# [Stated task]
Rewrite the entries below, changing each occurrence of "outline" to "boundary" and leaving everything else untouched.

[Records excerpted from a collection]

● ● ● ● ●

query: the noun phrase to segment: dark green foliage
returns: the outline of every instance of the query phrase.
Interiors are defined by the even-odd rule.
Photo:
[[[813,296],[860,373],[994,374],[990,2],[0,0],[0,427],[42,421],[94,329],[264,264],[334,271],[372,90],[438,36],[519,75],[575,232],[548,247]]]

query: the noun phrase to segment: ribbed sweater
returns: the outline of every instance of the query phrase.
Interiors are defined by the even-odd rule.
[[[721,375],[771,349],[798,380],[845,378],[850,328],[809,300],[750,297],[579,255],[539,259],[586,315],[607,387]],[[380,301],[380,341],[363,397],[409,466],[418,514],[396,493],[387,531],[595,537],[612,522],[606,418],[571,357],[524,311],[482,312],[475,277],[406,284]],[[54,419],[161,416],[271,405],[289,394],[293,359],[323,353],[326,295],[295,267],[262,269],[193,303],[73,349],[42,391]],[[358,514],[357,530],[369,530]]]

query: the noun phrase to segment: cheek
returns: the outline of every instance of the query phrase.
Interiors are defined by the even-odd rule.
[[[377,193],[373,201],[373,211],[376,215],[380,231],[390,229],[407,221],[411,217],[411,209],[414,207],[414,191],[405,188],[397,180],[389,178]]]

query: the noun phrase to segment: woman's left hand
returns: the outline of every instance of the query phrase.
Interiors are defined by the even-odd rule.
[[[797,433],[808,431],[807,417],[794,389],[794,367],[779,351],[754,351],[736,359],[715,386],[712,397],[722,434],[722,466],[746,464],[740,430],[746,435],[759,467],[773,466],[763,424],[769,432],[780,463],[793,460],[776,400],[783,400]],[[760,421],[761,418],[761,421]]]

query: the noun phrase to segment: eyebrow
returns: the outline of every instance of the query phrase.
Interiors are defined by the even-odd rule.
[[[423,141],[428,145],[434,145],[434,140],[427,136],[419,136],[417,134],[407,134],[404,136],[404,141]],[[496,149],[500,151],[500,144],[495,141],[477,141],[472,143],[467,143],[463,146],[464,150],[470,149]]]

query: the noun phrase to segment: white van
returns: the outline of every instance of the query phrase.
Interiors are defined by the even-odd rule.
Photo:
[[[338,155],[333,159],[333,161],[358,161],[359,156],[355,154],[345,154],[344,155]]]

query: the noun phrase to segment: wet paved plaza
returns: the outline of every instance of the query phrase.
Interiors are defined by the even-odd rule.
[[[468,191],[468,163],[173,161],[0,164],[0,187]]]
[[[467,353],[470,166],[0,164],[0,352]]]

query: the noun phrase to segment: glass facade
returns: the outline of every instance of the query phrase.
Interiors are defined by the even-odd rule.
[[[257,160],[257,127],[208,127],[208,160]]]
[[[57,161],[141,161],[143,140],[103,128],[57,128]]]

● ● ● ● ●

# [Answer]
query: the noun phrase to segment: dark green foliage
returns: the boundary of every instance of the query phrase.
Interiors are defined by the even-odd rule.
Photo:
[[[813,296],[860,373],[994,374],[990,2],[0,0],[0,427],[42,421],[94,329],[264,264],[334,271],[372,90],[438,36],[519,75],[575,232],[548,247]]]

query: the noun phrase to segment: ribbed sweater
returns: the boundary of every instance of the query phrase.
Interiors are defined by the even-odd rule.
[[[721,375],[771,349],[798,380],[845,378],[850,328],[809,300],[750,297],[579,255],[539,259],[586,315],[607,387]],[[380,301],[380,341],[363,397],[409,466],[418,514],[396,493],[387,531],[595,537],[612,522],[606,418],[571,357],[524,311],[482,312],[475,277],[406,284]],[[54,419],[161,416],[271,405],[289,394],[293,359],[323,353],[326,295],[295,267],[262,269],[193,303],[73,349],[42,391]],[[358,514],[357,530],[369,530]]]

query: the noun phrase to segment: cheek
returns: the boundary of every instance of the query phrase.
Interiors are defined by the even-odd rule.
[[[377,193],[373,201],[373,211],[376,215],[380,231],[390,229],[407,221],[411,217],[411,209],[414,207],[414,191],[405,188],[397,180],[389,178]]]

query: the noun phrase to segment: woman's left hand
returns: the boundary of every instance of the query phrase.
Interiors are defined by the even-odd rule.
[[[797,433],[808,431],[807,417],[794,389],[794,367],[779,351],[754,351],[736,359],[715,386],[712,397],[722,434],[722,466],[746,464],[740,430],[746,435],[759,467],[773,466],[763,424],[769,432],[780,463],[793,460],[776,400],[783,400]],[[760,421],[761,418],[761,421]]]

query: the noun phrase to segment: eyebrow
returns: the boundary of every instance of the query phrase.
Interiors are defined by the even-odd rule.
[[[423,141],[428,145],[434,145],[434,140],[427,136],[419,136],[417,134],[407,134],[404,136],[404,141]],[[496,149],[500,151],[500,144],[495,141],[477,141],[472,143],[467,143],[463,146],[464,150],[470,149]]]

query: the noun phrase to segment: white van
returns: the boundary of every instance of the query phrase.
Interiors are defined by the even-odd rule.
Photo:
[[[338,155],[333,159],[333,161],[358,161],[359,156],[355,154],[345,154],[344,155]]]

query: the noun phrase to segment: wet paved plaza
returns: the boundary of every instance of the query phrase.
Interiors are defined by the even-odd rule.
[[[468,191],[468,163],[173,161],[0,164],[0,187]]]
[[[467,353],[470,166],[0,164],[0,352]]]

query: the noun phrase to segment: glass facade
returns: the boundary of every instance of the query phrase.
Interiors are defined by the even-odd rule.
[[[257,160],[257,127],[208,127],[208,160]]]
[[[57,161],[141,161],[143,140],[103,128],[57,128]]]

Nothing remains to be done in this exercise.